# Goal
Put the lines as a Markdown table with columns "Index" and "Entry", numbering each line and leaving out blank lines. Begin at the line that has "point: the green" and stop after the last of the rows.

# Source records
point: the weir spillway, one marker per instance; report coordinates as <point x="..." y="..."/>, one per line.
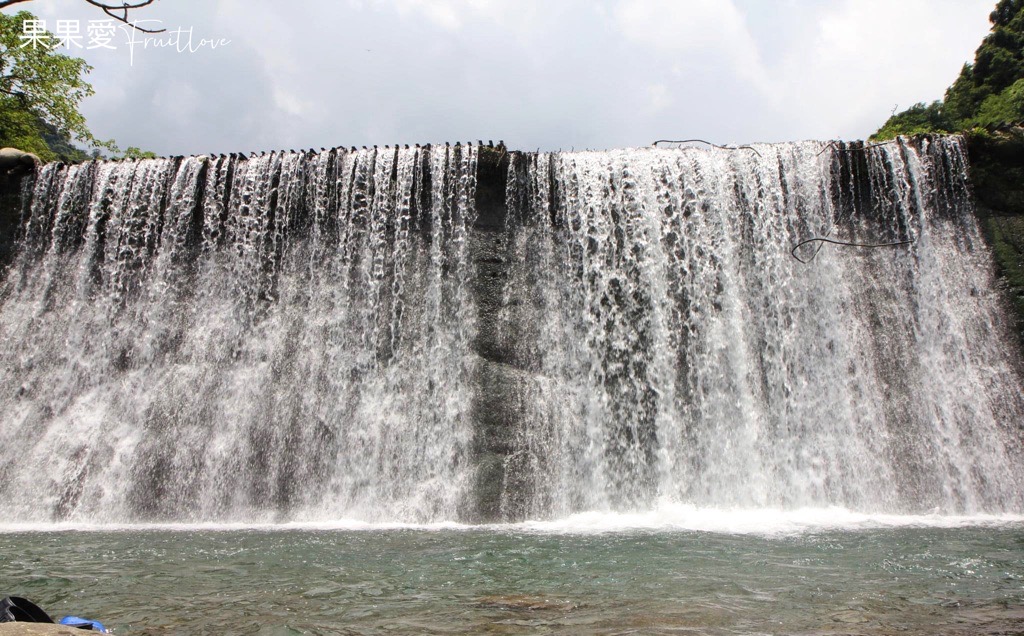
<point x="466" y="333"/>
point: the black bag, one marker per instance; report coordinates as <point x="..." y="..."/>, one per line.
<point x="17" y="609"/>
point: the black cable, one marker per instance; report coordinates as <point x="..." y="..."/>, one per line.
<point x="843" y="243"/>
<point x="724" y="147"/>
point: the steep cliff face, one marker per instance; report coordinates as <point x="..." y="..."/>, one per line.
<point x="997" y="177"/>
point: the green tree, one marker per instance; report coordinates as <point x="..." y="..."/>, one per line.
<point x="987" y="92"/>
<point x="41" y="82"/>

# In response
| Index | Entry |
|---|---|
| 1 | point: the green tree, one marker per instance; report coordinates as <point x="..." y="..."/>, one per line. |
| 2 | <point x="987" y="92"/> |
| 3 | <point x="41" y="82"/> |